- Other names: Syndrome X
- Usual onset: Usually detected at or after age 3, but likely present at birth
- Causes: Possibly genetic (de novo mutations)
- Frequency: Extremely rare: fewer than 100 confirmed cases worldwide

= Neotenic complex syndrome =

Congenital extreme form of developmental delay and neoteny

Neotenic complex syndrome (NCS) is a possibly genetic syndrome that presents as an extreme form of developmental delay, with the defining characteristic being neoteny of the patient. It was named in 2017 by Dr. Richard F. Walker, who discovered several genes implicated in the syndrome.

Prior to 2015, when whole genome sequencing was used to identify some genes involved in NCS, the condition was labelled "Syndrome X" when it was first discovered in Brooke Greenberg. Thereafter, others with the developmental symptoms were sought out in order to find common genetic aberrations that could provide clues as to cause. To date, seven human females have been diagnosed with NCS. In five patients, coding de novo mutations were found in five different genes which fall into similar functional categories of transcription regulation and chromatin modification.

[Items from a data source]
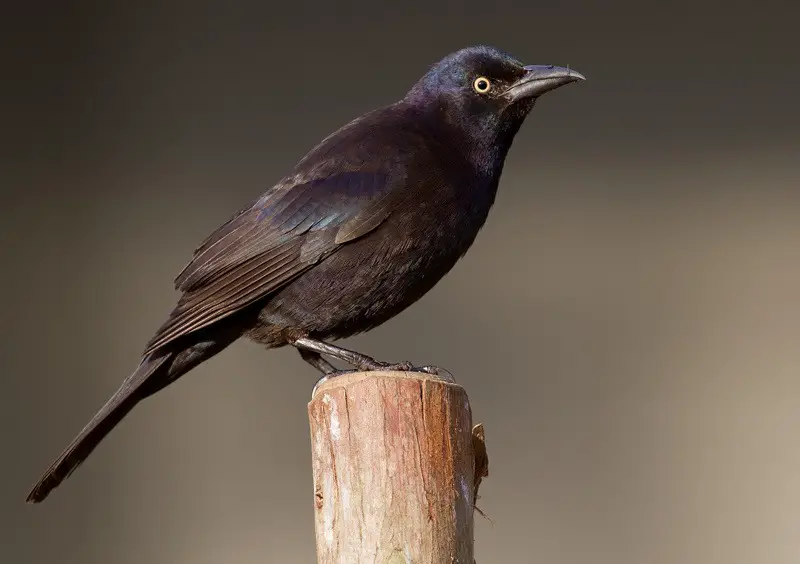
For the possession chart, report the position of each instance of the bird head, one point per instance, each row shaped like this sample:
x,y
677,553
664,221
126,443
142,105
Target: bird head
x,y
485,92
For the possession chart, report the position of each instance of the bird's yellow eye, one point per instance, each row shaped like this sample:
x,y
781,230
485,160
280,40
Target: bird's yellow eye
x,y
482,85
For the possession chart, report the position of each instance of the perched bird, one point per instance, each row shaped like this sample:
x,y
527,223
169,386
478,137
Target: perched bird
x,y
366,223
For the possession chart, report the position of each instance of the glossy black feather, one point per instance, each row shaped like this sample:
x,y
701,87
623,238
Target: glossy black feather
x,y
366,223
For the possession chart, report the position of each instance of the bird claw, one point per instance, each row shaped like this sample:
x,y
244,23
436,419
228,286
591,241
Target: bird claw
x,y
445,375
397,366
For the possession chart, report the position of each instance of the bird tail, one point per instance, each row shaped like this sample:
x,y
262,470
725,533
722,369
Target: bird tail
x,y
120,404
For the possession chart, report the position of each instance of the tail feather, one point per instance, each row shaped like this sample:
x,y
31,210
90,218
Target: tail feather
x,y
120,404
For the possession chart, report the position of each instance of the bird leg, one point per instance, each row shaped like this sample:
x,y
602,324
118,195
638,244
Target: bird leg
x,y
315,359
353,358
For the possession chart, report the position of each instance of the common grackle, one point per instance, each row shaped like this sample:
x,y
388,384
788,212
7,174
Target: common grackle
x,y
366,223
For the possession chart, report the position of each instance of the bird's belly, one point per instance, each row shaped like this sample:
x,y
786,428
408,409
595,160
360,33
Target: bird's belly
x,y
367,282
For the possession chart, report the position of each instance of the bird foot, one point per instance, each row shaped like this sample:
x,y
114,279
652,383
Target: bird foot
x,y
406,366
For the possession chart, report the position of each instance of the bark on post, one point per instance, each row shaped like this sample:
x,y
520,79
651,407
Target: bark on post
x,y
395,474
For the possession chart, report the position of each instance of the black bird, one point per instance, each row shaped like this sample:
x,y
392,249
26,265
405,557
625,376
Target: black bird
x,y
366,223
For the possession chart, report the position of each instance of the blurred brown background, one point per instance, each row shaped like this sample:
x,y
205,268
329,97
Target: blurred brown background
x,y
627,324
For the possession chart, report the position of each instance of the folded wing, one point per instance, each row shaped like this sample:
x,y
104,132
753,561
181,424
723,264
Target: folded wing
x,y
262,248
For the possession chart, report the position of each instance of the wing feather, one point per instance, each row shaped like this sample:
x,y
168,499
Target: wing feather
x,y
264,247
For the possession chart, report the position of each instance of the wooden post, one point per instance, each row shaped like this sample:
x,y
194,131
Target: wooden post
x,y
396,469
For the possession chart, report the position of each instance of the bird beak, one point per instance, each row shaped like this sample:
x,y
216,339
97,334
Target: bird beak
x,y
539,79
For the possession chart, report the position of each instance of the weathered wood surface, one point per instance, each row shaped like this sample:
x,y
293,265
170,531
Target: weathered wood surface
x,y
396,469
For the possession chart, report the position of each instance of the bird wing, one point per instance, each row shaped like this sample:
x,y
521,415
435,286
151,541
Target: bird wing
x,y
287,231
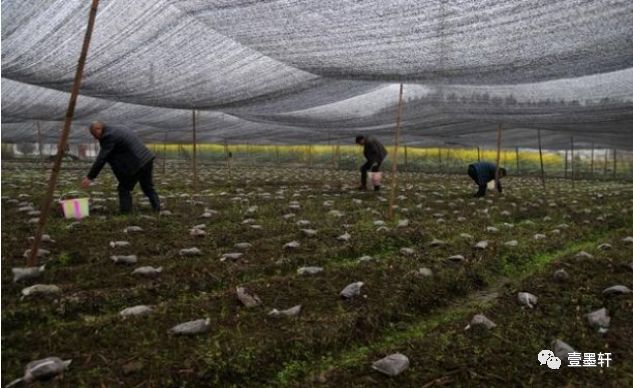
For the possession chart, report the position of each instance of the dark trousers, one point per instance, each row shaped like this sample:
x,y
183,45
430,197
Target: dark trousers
x,y
369,165
126,185
472,172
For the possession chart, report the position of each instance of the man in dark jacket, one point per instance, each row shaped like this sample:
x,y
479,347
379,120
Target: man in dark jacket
x,y
484,172
130,161
375,153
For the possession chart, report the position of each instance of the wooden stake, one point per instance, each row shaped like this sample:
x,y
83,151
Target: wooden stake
x,y
498,153
39,141
164,152
63,139
406,158
572,162
592,149
566,161
439,155
540,152
394,167
310,155
516,150
194,156
615,163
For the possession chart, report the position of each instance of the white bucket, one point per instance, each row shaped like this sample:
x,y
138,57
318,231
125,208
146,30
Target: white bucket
x,y
76,208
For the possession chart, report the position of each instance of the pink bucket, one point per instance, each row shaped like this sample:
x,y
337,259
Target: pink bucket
x,y
376,177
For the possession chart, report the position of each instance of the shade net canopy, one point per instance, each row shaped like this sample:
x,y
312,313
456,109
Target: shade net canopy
x,y
323,71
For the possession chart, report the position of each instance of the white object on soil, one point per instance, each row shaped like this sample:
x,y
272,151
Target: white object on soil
x,y
192,327
616,290
291,312
190,252
480,320
247,298
135,311
119,244
309,270
26,273
129,259
527,299
43,369
392,365
147,271
351,290
41,289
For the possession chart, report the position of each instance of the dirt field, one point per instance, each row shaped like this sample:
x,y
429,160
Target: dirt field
x,y
332,341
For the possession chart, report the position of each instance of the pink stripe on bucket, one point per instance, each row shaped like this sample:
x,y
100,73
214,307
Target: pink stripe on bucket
x,y
77,209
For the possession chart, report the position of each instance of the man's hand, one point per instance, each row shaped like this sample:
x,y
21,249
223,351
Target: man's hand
x,y
85,183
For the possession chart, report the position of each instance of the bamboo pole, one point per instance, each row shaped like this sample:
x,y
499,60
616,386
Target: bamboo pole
x,y
63,139
394,167
194,156
39,140
439,156
592,150
516,150
406,158
573,184
498,153
164,152
540,152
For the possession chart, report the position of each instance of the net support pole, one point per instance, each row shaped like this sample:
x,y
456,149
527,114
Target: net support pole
x,y
394,166
194,155
406,158
573,181
498,153
39,141
228,156
615,163
540,153
592,151
164,152
63,139
516,150
310,155
566,161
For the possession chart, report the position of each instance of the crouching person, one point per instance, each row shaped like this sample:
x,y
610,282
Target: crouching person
x,y
130,160
484,172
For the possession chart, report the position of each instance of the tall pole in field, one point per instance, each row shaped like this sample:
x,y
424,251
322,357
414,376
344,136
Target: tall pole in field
x,y
39,140
498,152
394,167
592,150
516,150
572,162
195,156
164,152
540,153
63,139
406,158
566,161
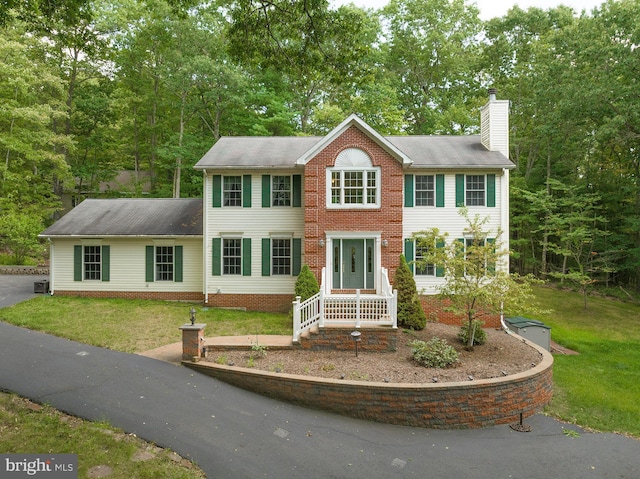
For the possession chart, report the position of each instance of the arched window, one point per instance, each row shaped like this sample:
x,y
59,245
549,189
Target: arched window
x,y
353,181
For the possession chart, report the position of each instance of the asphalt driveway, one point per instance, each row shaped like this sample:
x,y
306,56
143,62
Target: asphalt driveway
x,y
231,433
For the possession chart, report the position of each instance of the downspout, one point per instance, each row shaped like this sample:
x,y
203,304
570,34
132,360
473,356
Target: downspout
x,y
205,268
504,215
51,268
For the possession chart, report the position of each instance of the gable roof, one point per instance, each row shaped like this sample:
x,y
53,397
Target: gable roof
x,y
441,152
354,120
256,151
130,217
449,152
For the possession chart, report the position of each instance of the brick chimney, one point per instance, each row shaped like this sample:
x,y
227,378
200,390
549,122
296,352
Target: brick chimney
x,y
494,124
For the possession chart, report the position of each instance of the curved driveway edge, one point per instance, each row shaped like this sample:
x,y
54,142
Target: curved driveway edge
x,y
469,404
232,433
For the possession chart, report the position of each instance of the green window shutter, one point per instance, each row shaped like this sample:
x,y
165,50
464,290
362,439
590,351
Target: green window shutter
x,y
149,263
296,260
491,267
439,191
439,268
266,257
216,256
459,190
177,264
246,256
77,262
491,190
216,186
246,191
408,191
106,263
297,191
408,252
266,191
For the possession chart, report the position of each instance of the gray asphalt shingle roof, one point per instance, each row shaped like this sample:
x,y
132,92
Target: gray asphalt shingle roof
x,y
131,217
442,152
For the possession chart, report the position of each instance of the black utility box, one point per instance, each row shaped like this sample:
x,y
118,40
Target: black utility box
x,y
41,286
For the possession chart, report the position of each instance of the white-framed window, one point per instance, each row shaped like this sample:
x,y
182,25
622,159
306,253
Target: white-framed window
x,y
353,181
232,191
232,256
280,190
422,268
354,188
92,262
280,256
475,190
425,190
164,262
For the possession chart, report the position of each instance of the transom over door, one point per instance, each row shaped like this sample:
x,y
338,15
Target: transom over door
x,y
352,264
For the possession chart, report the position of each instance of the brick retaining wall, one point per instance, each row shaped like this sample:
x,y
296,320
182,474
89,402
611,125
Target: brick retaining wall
x,y
472,404
372,339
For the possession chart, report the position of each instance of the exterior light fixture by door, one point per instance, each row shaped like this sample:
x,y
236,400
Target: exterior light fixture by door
x,y
356,339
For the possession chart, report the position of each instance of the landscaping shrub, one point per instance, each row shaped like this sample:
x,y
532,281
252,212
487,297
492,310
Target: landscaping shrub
x,y
435,353
479,336
410,312
306,284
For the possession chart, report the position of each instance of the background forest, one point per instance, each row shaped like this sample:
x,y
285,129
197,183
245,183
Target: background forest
x,y
94,91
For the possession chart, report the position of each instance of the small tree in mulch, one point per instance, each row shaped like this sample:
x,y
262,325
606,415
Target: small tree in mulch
x,y
306,284
410,312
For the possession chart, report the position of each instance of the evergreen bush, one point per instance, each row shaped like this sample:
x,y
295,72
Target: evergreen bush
x,y
410,312
306,284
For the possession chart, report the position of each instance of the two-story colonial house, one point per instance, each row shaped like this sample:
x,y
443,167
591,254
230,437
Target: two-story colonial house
x,y
346,204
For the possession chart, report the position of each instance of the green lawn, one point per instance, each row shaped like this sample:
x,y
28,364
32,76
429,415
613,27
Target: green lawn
x,y
598,388
27,428
134,325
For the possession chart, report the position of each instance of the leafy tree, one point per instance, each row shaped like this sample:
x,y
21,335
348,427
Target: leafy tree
x,y
432,48
32,99
476,278
410,312
19,233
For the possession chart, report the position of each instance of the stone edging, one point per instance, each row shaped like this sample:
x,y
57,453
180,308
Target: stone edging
x,y
472,404
35,270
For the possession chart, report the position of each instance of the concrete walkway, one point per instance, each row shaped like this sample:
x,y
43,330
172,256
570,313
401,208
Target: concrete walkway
x,y
172,353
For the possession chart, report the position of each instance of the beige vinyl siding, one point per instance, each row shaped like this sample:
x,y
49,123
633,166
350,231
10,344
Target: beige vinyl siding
x,y
448,219
255,223
127,266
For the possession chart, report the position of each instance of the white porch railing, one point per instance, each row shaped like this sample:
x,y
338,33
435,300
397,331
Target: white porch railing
x,y
346,309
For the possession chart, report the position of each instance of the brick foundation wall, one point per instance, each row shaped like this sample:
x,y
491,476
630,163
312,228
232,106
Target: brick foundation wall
x,y
472,404
165,296
372,339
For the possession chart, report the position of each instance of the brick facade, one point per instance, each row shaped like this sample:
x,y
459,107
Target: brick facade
x,y
387,219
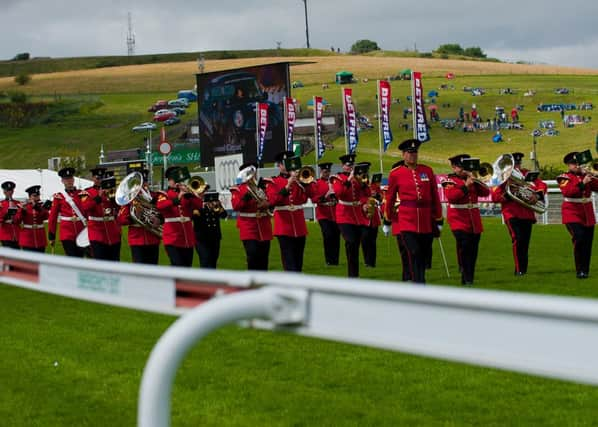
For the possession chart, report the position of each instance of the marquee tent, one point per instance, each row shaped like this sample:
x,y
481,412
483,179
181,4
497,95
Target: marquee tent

▸ **Instructions**
[a] In the neotenic complex syndrome article, why were other people with the developmental symptoms sought out?
[b] In the neotenic complex syndrome article, write out the passage between "Neotenic complex syndrome (NCS)" and "in the syndrome.", inclusive, with "retention of juvenile traits" substituted for "neoteny".
[c] Resume the neotenic complex syndrome article from the point where it stops.

▸ **Solved problems**
[a] They were sought out to find common genetic aberrations that could give clues to the cause of the condition.

[b]
Neotenic complex syndrome (NCS) is a possibly genetic syndrome that presents as an extreme form of developmental delay, with the defining characteristic being retention of juvenile traits of the patient. It was named in 2017 by Dr. Richard F. Walker, who discovered several genes implicated in the syndrome.

[c]
== Genetics ==
In most of the patients analyzed, researchers identified missense de novo mutations in a set of genes. Mutations in three of these genes (DDX3X, TLK2 and HDAC8) were shared with those found in databases of individuals with developmental delay or autism spectrum disorder. A mutation in one gene (TMEM63B) was identified in a large knockout mouse study as likely to result in disease in humans. In two patients, a small (~150 kb) non-coding region of chromosome X was discovered to have a rare haplotype. This region appears to have regulatory functions (histone acetylation and DNase I hypersensitivity) and is in close proximity to several genes (AP1S2, MRX59, MRXSF, MRXS21, MRXS5 and PGS) involved in intellectual disability. The fact that NCS has so far only been found in females may be by chance or may be due to the X linkage of some of the genes and regions potentially responsible for NCS, in which the lack of a healthy copy on a second X chromosome could render the disease lethal in males.

Whether or not these mutations contribute to NCS is unclear. Not enough research has been conducted, complicated by the rarity of the syndrome. Many genetic differences were noted to be insignificant, and the effects of mutations in some genes are currently beyond scientific understanding.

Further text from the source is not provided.